> [文档片段]
◆ ◆ ◆ ◆

安全模型¶
本文档详细介绍 Unifiles 的安全架构,包括认证、授权、加密和数据保护策略。
安全架构概览¶
┌─────────────────────────────────────────────────────────────┐
│ 客户端请求 │
└─────────────────────────────────────────────────────────────┘
│
▼
┌─────────────────────────────────────────────────────────────┐
│ TLS/HTTPS 传输加密 │
└─────────────────────────────────────────────────────────────┘
│
▼
┌─────────────────────────────────────────────────────────────┐
│ API Gateway / 负载均衡 │
│ (速率限制、IP 过滤、DDoS 防护) │
└─────────────────────────────────────────────────────────────┘
│
▼
┌─────────────────────────────────────────────────────────────┐
│ 认证中间件 │
│ (API Key 验证、JWT 解析) │
└─────────────────────────────────────────────────────────────┘
│
▼
┌─────────────────────────────────────────────────────────────┐
│ 授权中间件 │
│ (资源所有权、权限范围检查) │
└─────────────────────────────────────────────────────────────┘
│
▼
┌─────────────────────────────────────────────────────────────┐
│ 业务逻辑层 │
│ (数据验证、业务规则) │
└─────────────────────────────────────────────────────────────┘
│
▼
┌─────────────────────────────────────────────────────────────┐
│ 数据访问层 │
│ (加密存储、审计日志、数据隔离) │
└─────────────────────────────────────────────────────────────┘
认证机制¶
API Key 认证¶
密钥格式¶
sk_live_xxxxxxxxxxxxxxxxxxxxxxxxxxxxxxxx
│ │ │
│ │ └── 随机字符串 (32 字符)
│ └────── 环境标识 (live/test)
└───────── 前缀标识
密钥生成¶
import secrets
import hashlib
import bcrypt
def generate_api_key(prefix: str = "sk_live") -> tuple[str, str]:
"""
生成 API 密钥
Returns:
tuple: (完整密钥, 前缀用于显示)
"""
# 生成随机字符串
random_part = secrets.token_urlsafe(24) # 32 字符
# 组合完整密钥
api_key = f"{prefix}_{random_part}"
# 生成前缀用于显示 (如 sk_live_abc...)
key_prefix = f"{prefix}_{random_part[:8]}..."
return api_key, key_prefix
def hash_api_key(api_key: str) -> str:
"""
哈希 API 密钥 (存储用)
注意: bcrypt 有 72 字节限制,超长密钥会被截断
"""
# 使用 SHA-256 预处理,确保长度一致
key_bytes = hashlib.sha256(api_key.encode()).digest()

◆ ◆ ◆ ◆

> [所示材料]
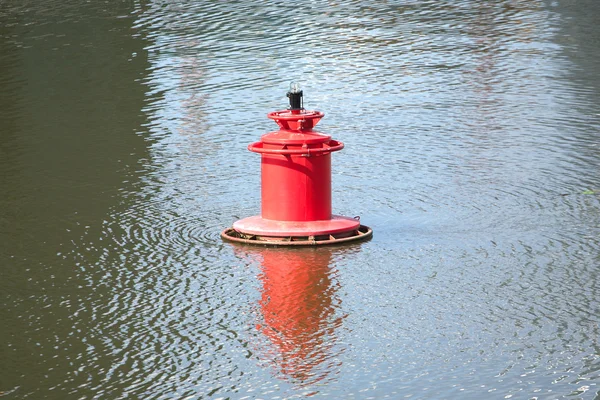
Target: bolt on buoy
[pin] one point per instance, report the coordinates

◆ ◆ ◆ ◆

> [任务要求] 照原文抄写这篇安全模型文档中从“# 生成前缀用于显示 (如”开始、到“API 密钥 (存储用)”结束的部分。 以上材料与作答无关。

> [参考答案]
# 生成前缀用于显示 (如 sk_live_abc...)
key_prefix = f"{prefix}_{random_part[:8]}..."
return api_key, key_prefix
def hash_api_key(api_key: str) -> str:
"""
哈希 API 密钥 (存储用)